◆ **TASK STATEMENT**: Locate every line in the items below that contains the string "JSON", treating uppercase and lowercase as different, and copy each of those lines.

───

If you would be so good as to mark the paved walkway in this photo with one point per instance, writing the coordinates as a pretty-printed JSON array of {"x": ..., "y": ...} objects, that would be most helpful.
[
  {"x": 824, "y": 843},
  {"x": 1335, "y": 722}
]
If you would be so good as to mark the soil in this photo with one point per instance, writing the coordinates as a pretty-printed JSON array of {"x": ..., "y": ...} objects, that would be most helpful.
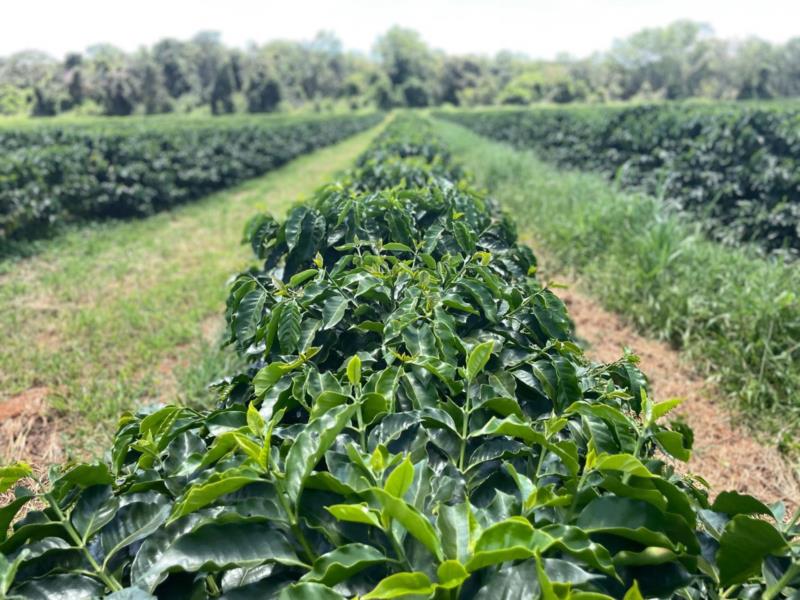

───

◆ **ANSWER TO THE TASK**:
If you would be so good as to mark the paved walkway in this photo with one point per instance, writing the coordinates as a pretty-printed JSON array of {"x": ..., "y": ...} objects, that would be most helpful.
If you would be so good as to mark the soil in this photo with one point per instance, writing the coordinates as a pretty-printed JSON array of {"x": ..., "y": ...} objects, that would be most helpful.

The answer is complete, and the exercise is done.